Work instructions =
Report every line of the listing below that contains the word "person" by copying each such line in full. Case counts.

Records excerpted from a collection:
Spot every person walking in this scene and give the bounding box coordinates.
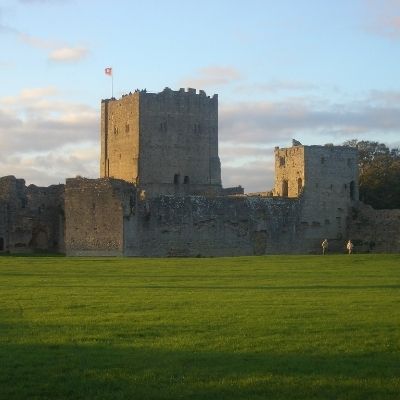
[321,239,328,255]
[346,239,354,254]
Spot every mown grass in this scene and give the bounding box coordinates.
[0,255,400,400]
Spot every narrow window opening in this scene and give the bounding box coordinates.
[297,178,303,194]
[282,180,289,197]
[350,181,355,200]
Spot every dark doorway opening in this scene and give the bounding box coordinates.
[350,181,355,200]
[282,180,289,197]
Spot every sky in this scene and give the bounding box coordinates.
[0,0,400,192]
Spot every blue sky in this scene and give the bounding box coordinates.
[0,0,400,191]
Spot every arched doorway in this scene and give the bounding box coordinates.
[350,181,355,200]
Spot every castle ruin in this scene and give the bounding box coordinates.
[0,88,400,257]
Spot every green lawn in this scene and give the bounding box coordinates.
[0,255,400,400]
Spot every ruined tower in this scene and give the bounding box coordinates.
[100,88,221,195]
[274,145,358,250]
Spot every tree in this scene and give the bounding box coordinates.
[343,139,400,209]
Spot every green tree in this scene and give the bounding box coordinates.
[344,139,400,209]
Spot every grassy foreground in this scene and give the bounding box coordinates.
[0,255,400,400]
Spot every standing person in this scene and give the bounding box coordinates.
[321,239,328,255]
[346,239,354,254]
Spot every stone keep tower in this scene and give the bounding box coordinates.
[100,88,221,195]
[274,145,358,250]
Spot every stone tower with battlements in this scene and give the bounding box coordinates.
[100,88,221,195]
[274,145,358,250]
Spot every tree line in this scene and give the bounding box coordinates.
[343,139,400,209]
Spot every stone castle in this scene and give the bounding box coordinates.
[0,88,400,257]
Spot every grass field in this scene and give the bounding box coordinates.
[0,255,400,400]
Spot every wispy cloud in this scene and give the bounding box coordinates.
[0,87,99,185]
[49,47,89,62]
[180,66,242,88]
[0,24,89,63]
[219,91,400,192]
[18,0,71,4]
[236,80,317,93]
[364,0,400,39]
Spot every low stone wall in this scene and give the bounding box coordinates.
[349,203,400,253]
[124,196,301,257]
[65,178,136,256]
[0,176,64,253]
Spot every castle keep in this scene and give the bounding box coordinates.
[100,88,221,198]
[0,88,400,257]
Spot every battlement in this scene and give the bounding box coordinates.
[100,87,221,195]
[101,87,218,103]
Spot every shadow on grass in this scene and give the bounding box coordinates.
[0,343,400,400]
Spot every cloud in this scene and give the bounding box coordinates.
[219,91,400,192]
[222,160,274,193]
[49,47,89,62]
[0,24,89,63]
[0,86,400,192]
[219,93,400,144]
[365,0,400,39]
[235,80,317,93]
[19,0,70,4]
[180,66,242,88]
[0,87,99,185]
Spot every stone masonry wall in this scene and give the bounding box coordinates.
[139,88,221,194]
[274,146,304,197]
[125,196,301,257]
[349,203,400,253]
[274,145,358,251]
[100,92,140,183]
[0,176,64,253]
[65,178,136,256]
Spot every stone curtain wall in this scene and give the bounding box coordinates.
[0,176,64,253]
[349,203,400,253]
[65,178,136,256]
[125,196,301,257]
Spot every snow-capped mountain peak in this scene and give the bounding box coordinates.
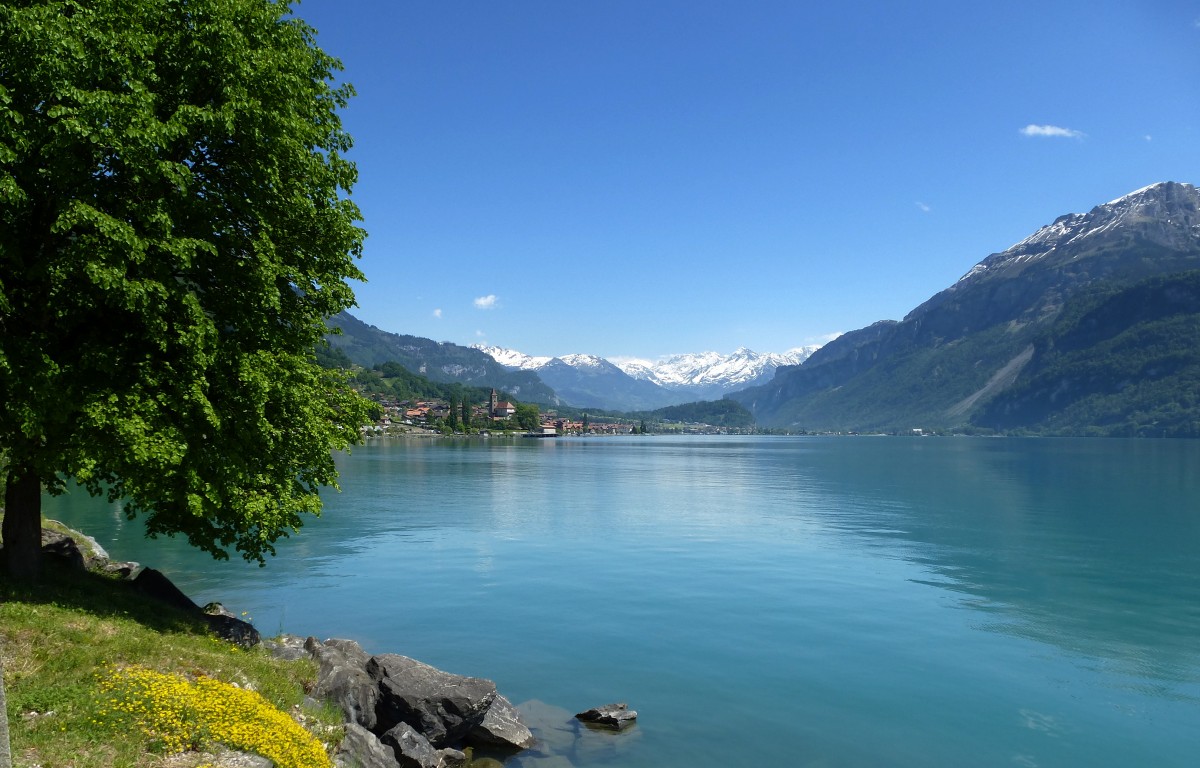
[472,344,551,371]
[475,344,818,408]
[959,181,1200,283]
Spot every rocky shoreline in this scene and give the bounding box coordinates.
[42,524,637,768]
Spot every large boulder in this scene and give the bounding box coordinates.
[334,722,400,768]
[305,637,379,733]
[467,695,536,749]
[133,568,200,613]
[204,613,262,648]
[575,703,637,731]
[379,722,440,768]
[42,528,88,571]
[367,653,497,746]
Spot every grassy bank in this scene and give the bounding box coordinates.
[0,540,341,768]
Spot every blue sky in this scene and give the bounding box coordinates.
[296,0,1200,358]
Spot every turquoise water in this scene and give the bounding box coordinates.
[47,437,1200,768]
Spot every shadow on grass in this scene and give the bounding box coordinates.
[0,550,211,636]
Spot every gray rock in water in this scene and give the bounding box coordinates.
[367,654,497,746]
[133,568,200,613]
[467,695,536,749]
[575,703,637,731]
[42,528,88,571]
[97,560,142,581]
[263,635,312,661]
[379,722,442,768]
[305,637,379,731]
[334,722,400,768]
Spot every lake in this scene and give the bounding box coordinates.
[47,437,1200,768]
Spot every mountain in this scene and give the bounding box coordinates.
[475,346,696,412]
[475,346,817,412]
[733,182,1200,434]
[326,312,562,406]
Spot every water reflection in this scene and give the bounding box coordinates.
[782,439,1200,682]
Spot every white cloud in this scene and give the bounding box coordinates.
[1021,122,1085,139]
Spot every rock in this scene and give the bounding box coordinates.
[202,602,238,619]
[96,560,142,581]
[379,722,442,768]
[204,613,262,648]
[575,703,637,731]
[133,568,200,613]
[334,722,400,768]
[42,528,88,571]
[304,637,376,731]
[263,635,312,661]
[467,695,536,749]
[367,654,497,748]
[42,518,108,564]
[205,750,275,768]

Exercise output =
Spot every person walking in this scene and give the bounding box coordinates.
Spot every standing person in this scene and give the bounding box coordinates.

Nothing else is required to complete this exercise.